- _WORK TO COMPLETE_:
Render every line of the records below as a Markdown table with two columns, Row and Record line. Number the lines in order and leave out any blank ones.

- _LISTED ENTRIES_:
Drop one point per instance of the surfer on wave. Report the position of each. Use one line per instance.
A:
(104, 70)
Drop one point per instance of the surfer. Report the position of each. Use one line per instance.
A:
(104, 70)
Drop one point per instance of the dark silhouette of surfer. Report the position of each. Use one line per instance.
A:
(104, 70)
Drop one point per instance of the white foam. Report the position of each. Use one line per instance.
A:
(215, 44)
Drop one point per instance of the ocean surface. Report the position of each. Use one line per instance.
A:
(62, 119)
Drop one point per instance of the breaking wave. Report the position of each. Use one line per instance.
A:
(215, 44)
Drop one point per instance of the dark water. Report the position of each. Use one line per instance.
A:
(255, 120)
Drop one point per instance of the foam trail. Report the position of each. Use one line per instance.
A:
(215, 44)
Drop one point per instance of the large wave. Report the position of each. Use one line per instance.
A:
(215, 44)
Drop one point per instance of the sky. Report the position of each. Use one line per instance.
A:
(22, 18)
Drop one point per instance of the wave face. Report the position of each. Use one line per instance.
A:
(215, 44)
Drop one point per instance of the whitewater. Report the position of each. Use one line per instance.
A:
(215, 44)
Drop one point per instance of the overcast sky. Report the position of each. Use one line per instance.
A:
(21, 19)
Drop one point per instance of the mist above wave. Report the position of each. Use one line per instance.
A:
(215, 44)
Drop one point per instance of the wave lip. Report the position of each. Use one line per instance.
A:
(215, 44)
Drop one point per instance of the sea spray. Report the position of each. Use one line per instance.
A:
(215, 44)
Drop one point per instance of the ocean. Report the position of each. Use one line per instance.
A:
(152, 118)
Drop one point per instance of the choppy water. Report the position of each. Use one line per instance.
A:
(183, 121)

- _REPLY TO THE EXERCISE_:
| Row | Record line |
|---|---|
| 1 | Drop one point per instance of the surfer on wave. Report the position of each. Use one line per instance. |
| 2 | A: |
| 3 | (104, 70) |
| 4 | Drop one point per instance of the surfer. Report the position of each. Use one line per instance. |
| 5 | A: |
| 6 | (104, 70) |
| 7 | Drop one point per instance of the dark silhouette of surfer. Report the position of each. Use one line per instance. |
| 8 | A: |
| 9 | (104, 70) |
| 10 | Drop one point per instance of the white foam. Report the position of each. Use one line per instance. |
| 11 | A: |
| 12 | (215, 44) |
| 13 | Drop one point per instance of the ocean surface. Report the position of each. Use one line per instance. |
| 14 | A: |
| 15 | (62, 119) |
| 16 | Drop one point per instance of the breaking wave. Report the position of each. Use one line per instance. |
| 17 | A: |
| 18 | (215, 44) |
| 19 | Drop one point per instance of the dark water. Report the position of each. Use one line per instance. |
| 20 | A: |
| 21 | (255, 120) |
| 22 | Drop one point per instance of the foam trail. Report the position of each. Use one line per instance. |
| 23 | A: |
| 24 | (215, 44) |
| 25 | Drop one point per instance of the large wave. Report the position of each. Use one line per instance. |
| 26 | A: |
| 27 | (215, 44) |
| 28 | Drop one point per instance of the sky. Report the position of each. Use one line per instance. |
| 29 | A: |
| 30 | (22, 18) |
| 31 | Drop one point per instance of the wave face. Report the position of each. Use one line per instance. |
| 32 | A: |
| 33 | (215, 44) |
| 34 | Drop one point per instance of the whitewater. Report the position of each. Use one line per instance. |
| 35 | A: |
| 36 | (215, 44) |
| 37 | Drop one point per instance of the overcast sky. Report the position of each. Use one line per instance. |
| 38 | A: |
| 39 | (21, 19) |
| 40 | Drop one point per instance of the mist above wave. Report the position of each. Use one line per instance. |
| 41 | A: |
| 42 | (215, 44) |
| 43 | Drop one point per instance of the wave lip. Report the position of each. Use one line per instance. |
| 44 | A: |
| 45 | (215, 44) |
| 46 | Drop one point per instance of the sea spray. Report the position of each. Use one line per instance. |
| 47 | A: |
| 48 | (215, 44) |
| 49 | Drop one point per instance of the ocean. Report the position of each. Use one line per instance. |
| 50 | A: |
| 51 | (152, 118) |
| 52 | Drop one point per instance of the choppy water. Report the position of each. Use one line per instance. |
| 53 | A: |
| 54 | (183, 121) |